─── Given records

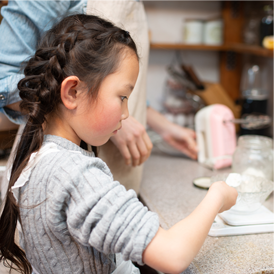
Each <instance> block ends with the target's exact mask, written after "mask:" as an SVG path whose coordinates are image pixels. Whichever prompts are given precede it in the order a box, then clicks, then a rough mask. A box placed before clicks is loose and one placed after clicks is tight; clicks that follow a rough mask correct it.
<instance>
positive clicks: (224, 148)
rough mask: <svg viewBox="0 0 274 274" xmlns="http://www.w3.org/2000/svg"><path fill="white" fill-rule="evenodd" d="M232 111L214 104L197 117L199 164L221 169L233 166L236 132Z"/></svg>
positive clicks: (198, 154)
mask: <svg viewBox="0 0 274 274" xmlns="http://www.w3.org/2000/svg"><path fill="white" fill-rule="evenodd" d="M233 119H234V115H233V113H232V111H231V110H230V109H229V108H228V107H227V106H225V105H221V104H214V105H210V106H207V107H204V108H202V109H201V110H199V111H198V112H197V113H196V115H195V129H196V136H197V137H196V138H197V145H198V150H199V152H198V161H199V163H201V164H203V165H205V166H207V167H209V168H212V169H221V168H224V167H228V166H230V165H231V164H232V154H233V153H234V150H235V148H236V130H235V125H234V124H233V123H227V122H226V121H231V120H233Z"/></svg>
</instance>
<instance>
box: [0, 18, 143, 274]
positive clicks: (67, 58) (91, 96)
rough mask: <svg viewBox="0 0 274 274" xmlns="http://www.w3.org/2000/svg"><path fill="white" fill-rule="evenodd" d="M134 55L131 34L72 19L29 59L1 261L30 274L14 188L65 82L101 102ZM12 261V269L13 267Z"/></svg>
mask: <svg viewBox="0 0 274 274" xmlns="http://www.w3.org/2000/svg"><path fill="white" fill-rule="evenodd" d="M125 49H129V50H131V51H132V52H133V54H135V55H136V56H137V58H138V55H137V50H136V45H135V43H134V41H133V40H132V38H131V37H130V35H129V33H128V32H127V31H124V30H122V29H120V28H118V27H116V26H114V25H113V24H112V23H110V22H107V21H105V20H103V19H101V18H98V17H96V16H92V15H83V14H79V15H72V16H68V17H66V18H64V19H63V20H62V21H61V22H59V23H58V24H57V25H56V26H54V27H53V28H52V29H50V30H49V31H48V32H47V33H46V34H45V36H44V37H43V39H42V41H41V42H40V44H39V46H38V48H37V51H36V53H35V55H34V56H33V57H32V58H30V59H29V61H28V63H27V65H26V67H25V69H24V74H25V78H23V79H22V80H21V81H20V82H19V83H18V89H19V90H20V97H21V98H22V103H21V105H20V107H21V109H22V110H23V111H24V113H27V123H26V126H25V128H24V131H23V134H22V137H21V139H20V142H19V145H18V148H17V153H16V156H15V159H14V162H13V166H12V171H11V177H10V182H9V188H8V192H7V195H6V200H5V205H4V209H3V213H2V215H1V219H0V261H2V260H3V261H4V263H5V265H8V266H9V267H10V268H14V269H15V267H14V266H13V265H15V266H16V267H17V269H18V270H19V271H20V272H21V273H24V274H25V273H27V274H30V273H31V269H32V268H31V265H30V263H29V262H28V260H27V258H26V254H25V252H24V251H23V250H22V249H20V247H19V246H18V245H17V244H16V243H15V242H14V234H15V229H16V223H17V220H19V221H20V211H19V205H18V204H17V203H16V201H15V199H14V197H13V194H12V192H11V191H10V189H11V187H12V186H13V185H14V183H15V182H16V180H17V179H18V177H19V176H20V174H21V172H22V170H23V169H24V167H25V166H26V165H27V163H28V160H29V158H30V155H31V154H32V153H33V152H35V151H37V150H39V148H40V147H41V145H42V142H43V137H44V134H43V123H44V122H45V121H46V117H47V116H48V115H49V114H51V113H54V111H56V110H57V107H58V105H59V104H60V103H61V98H60V87H61V84H62V81H63V80H64V79H65V78H66V77H68V76H72V75H75V76H77V77H78V78H79V79H80V81H83V82H85V83H86V84H87V87H88V90H89V94H90V96H91V98H94V99H95V98H96V96H97V93H98V90H99V87H100V85H101V83H102V81H103V80H104V79H105V77H106V76H108V75H109V74H112V73H114V72H115V71H116V70H117V68H118V66H119V62H120V60H121V58H122V52H123V51H124V50H125ZM8 260H9V261H11V264H10V263H9V261H8Z"/></svg>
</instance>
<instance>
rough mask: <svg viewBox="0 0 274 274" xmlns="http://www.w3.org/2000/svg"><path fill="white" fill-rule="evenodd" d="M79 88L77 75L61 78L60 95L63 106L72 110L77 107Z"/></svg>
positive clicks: (78, 78)
mask: <svg viewBox="0 0 274 274" xmlns="http://www.w3.org/2000/svg"><path fill="white" fill-rule="evenodd" d="M79 88H80V80H79V78H78V77H77V76H69V77H67V78H66V79H65V80H63V82H62V84H61V90H60V96H61V100H62V102H63V104H64V106H65V107H66V108H67V109H70V110H73V109H75V108H76V107H77V101H78V100H77V99H78V96H79V92H77V89H79Z"/></svg>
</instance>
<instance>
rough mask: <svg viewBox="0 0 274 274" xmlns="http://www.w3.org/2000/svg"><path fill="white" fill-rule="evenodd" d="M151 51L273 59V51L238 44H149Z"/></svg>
mask: <svg viewBox="0 0 274 274" xmlns="http://www.w3.org/2000/svg"><path fill="white" fill-rule="evenodd" d="M150 48H151V49H175V50H209V51H210V50H211V51H234V52H238V53H243V54H252V55H258V56H265V57H274V50H268V49H265V48H262V47H259V46H250V45H245V44H240V43H229V44H225V45H219V46H210V45H188V44H179V43H178V44H168V43H151V44H150Z"/></svg>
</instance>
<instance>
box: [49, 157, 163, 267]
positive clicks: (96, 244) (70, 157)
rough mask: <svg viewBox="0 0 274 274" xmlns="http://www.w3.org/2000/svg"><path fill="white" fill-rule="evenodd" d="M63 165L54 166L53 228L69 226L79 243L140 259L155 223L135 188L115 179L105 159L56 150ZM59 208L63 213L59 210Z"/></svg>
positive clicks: (49, 188) (157, 224)
mask: <svg viewBox="0 0 274 274" xmlns="http://www.w3.org/2000/svg"><path fill="white" fill-rule="evenodd" d="M60 157H62V159H59V160H58V157H55V161H56V162H58V161H62V168H61V170H60V168H58V170H56V172H53V174H52V175H53V176H54V184H55V185H54V188H53V187H49V189H54V191H52V193H50V201H49V202H48V210H49V213H50V216H51V217H50V219H49V220H50V223H51V227H52V231H53V232H54V234H55V235H56V236H57V237H59V238H60V240H62V239H61V237H62V235H63V234H66V233H67V232H68V233H69V234H70V235H71V236H72V237H73V238H74V239H75V240H76V241H78V242H79V243H81V244H82V245H85V246H88V245H91V246H93V247H94V248H96V249H97V250H98V251H100V252H103V253H104V254H109V253H122V255H123V259H124V260H132V261H136V262H138V263H139V264H143V262H142V253H143V251H144V250H145V248H146V247H147V245H148V244H149V243H150V241H151V240H152V238H153V237H154V236H155V234H156V232H157V231H158V228H159V220H158V216H157V214H155V213H152V212H150V211H148V209H147V208H146V207H145V206H143V204H142V203H140V202H139V200H138V199H137V197H136V193H135V192H134V191H133V190H129V191H126V189H125V188H124V186H122V185H121V184H120V183H119V182H117V181H113V179H112V175H111V174H110V172H109V169H108V168H107V166H106V165H105V163H104V162H103V161H101V160H100V159H98V158H95V157H87V156H83V155H79V154H75V155H73V156H71V155H67V156H64V155H62V156H60ZM60 212H62V214H60Z"/></svg>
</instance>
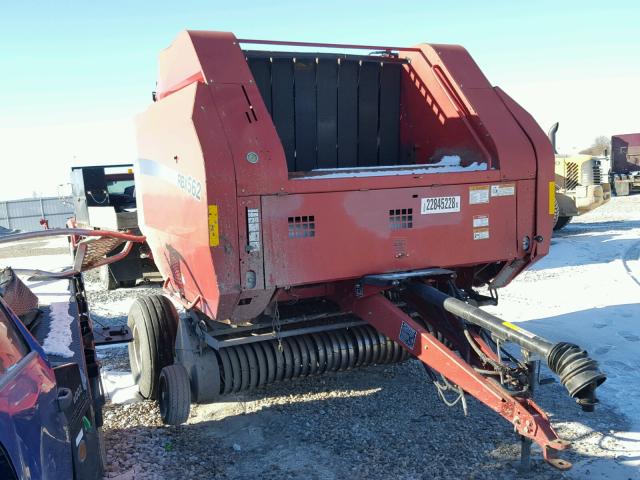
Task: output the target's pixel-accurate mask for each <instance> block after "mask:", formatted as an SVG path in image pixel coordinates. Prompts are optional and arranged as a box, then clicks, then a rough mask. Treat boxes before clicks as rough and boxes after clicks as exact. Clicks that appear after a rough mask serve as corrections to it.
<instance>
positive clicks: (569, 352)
mask: <svg viewBox="0 0 640 480" xmlns="http://www.w3.org/2000/svg"><path fill="white" fill-rule="evenodd" d="M409 289H410V291H411V292H412V293H413V294H415V295H417V296H418V297H420V298H421V299H423V300H424V301H425V302H428V303H430V304H432V305H435V306H438V307H440V308H442V309H444V310H446V311H447V312H449V313H451V314H453V315H455V316H457V317H460V318H461V319H463V320H465V321H467V322H469V323H473V324H474V325H477V326H479V327H481V328H484V329H485V330H487V331H489V332H492V333H494V334H496V335H497V336H498V337H500V338H503V339H504V340H506V341H508V342H513V343H515V344H517V345H520V346H521V347H522V348H524V349H525V350H528V351H530V352H532V353H536V354H538V355H540V356H541V357H542V358H544V359H545V360H546V363H547V365H548V366H549V368H550V369H551V371H552V372H554V373H555V374H557V375H558V376H559V377H560V382H561V383H562V384H563V385H564V386H565V388H566V389H567V391H568V392H569V395H571V397H573V398H575V399H576V401H577V402H578V404H580V406H581V407H582V409H583V410H585V411H593V408H594V406H595V404H596V403H597V402H598V400H597V399H596V397H595V390H596V388H597V387H598V386H600V385H601V384H602V383H603V382H604V381H605V380H606V376H605V375H604V373H602V372H601V371H600V370H599V368H598V363H597V362H596V361H595V360H592V359H591V358H589V356H588V353H587V352H586V351H585V350H583V349H581V348H580V347H578V346H577V345H575V344H573V343H566V342H559V343H553V342H550V341H549V340H546V339H544V338H542V337H539V336H538V335H535V334H533V333H531V332H529V331H527V330H525V329H523V328H520V327H519V326H517V325H514V324H512V323H509V322H505V321H503V320H502V319H500V318H498V317H496V316H495V315H492V314H490V313H487V312H485V311H484V310H481V309H479V308H478V307H474V306H472V305H469V304H468V303H465V302H463V301H462V300H459V299H457V298H454V297H451V296H449V295H447V294H446V293H443V292H441V291H440V290H438V289H437V288H434V287H431V286H429V285H426V284H424V283H412V284H410V285H409Z"/></svg>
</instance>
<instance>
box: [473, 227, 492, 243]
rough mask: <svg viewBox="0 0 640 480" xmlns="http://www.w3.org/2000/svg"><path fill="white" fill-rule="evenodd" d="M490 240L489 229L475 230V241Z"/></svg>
mask: <svg viewBox="0 0 640 480" xmlns="http://www.w3.org/2000/svg"><path fill="white" fill-rule="evenodd" d="M488 238H489V229H488V228H474V229H473V239H474V240H486V239H488Z"/></svg>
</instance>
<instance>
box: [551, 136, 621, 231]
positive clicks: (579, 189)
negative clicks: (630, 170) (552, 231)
mask: <svg viewBox="0 0 640 480" xmlns="http://www.w3.org/2000/svg"><path fill="white" fill-rule="evenodd" d="M557 130H558V124H557V123H555V124H554V125H553V126H552V127H551V130H549V139H550V140H551V143H552V144H553V149H554V151H555V152H556V166H555V172H556V205H557V208H556V222H555V225H554V227H553V229H554V230H560V229H561V228H562V227H564V226H565V225H567V224H568V223H569V222H570V221H571V218H572V217H574V216H576V215H582V214H583V213H587V212H590V211H591V210H593V209H595V208H598V207H599V206H601V205H604V204H605V203H607V202H608V201H609V200H610V199H611V185H610V184H609V175H608V171H605V169H604V168H603V167H604V165H605V163H606V162H605V159H604V157H594V156H592V155H558V153H557V151H556V142H555V137H556V132H557Z"/></svg>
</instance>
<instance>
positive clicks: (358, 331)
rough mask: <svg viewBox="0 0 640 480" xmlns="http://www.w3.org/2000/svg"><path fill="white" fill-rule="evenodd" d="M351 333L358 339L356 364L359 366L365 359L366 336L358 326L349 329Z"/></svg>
mask: <svg viewBox="0 0 640 480" xmlns="http://www.w3.org/2000/svg"><path fill="white" fill-rule="evenodd" d="M349 333H350V334H351V336H352V337H354V338H355V339H356V343H355V344H356V363H355V366H356V367H359V366H360V365H362V362H363V361H364V338H363V337H362V334H361V333H360V330H358V328H357V327H356V328H352V329H350V330H349Z"/></svg>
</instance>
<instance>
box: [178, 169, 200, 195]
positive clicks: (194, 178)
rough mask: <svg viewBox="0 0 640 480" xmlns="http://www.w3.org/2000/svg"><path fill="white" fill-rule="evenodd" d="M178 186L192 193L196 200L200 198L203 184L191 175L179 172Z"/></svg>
mask: <svg viewBox="0 0 640 480" xmlns="http://www.w3.org/2000/svg"><path fill="white" fill-rule="evenodd" d="M178 187H180V190H182V191H183V192H184V193H186V194H188V195H191V196H192V197H193V198H195V199H196V200H200V198H201V193H202V184H201V183H200V182H199V181H198V180H196V179H195V178H193V177H192V176H191V175H183V174H182V173H178Z"/></svg>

──────

> Work task: Please leave out the pictures as you reproduce the lines exactly, from the first line of the entries through the line containing "111L214 104L197 117L199".

> Result for this exercise:
Each <instance> block ends with the target's exact mask, written after "mask:" as an SVG path whose coordinates are image pixels. Whichever prompts are given precede it in the order a box, then clicks, then a rough mask. A box placed before clicks is loose and one placed after clicks is tight; clicks that follow a rough mask correct it.
<instance>
positive clicks: (224, 148)
rough mask: <svg viewBox="0 0 274 274" xmlns="http://www.w3.org/2000/svg"><path fill="white" fill-rule="evenodd" d="M232 111L214 104L197 117L199 164L221 169L233 166L236 132Z"/></svg>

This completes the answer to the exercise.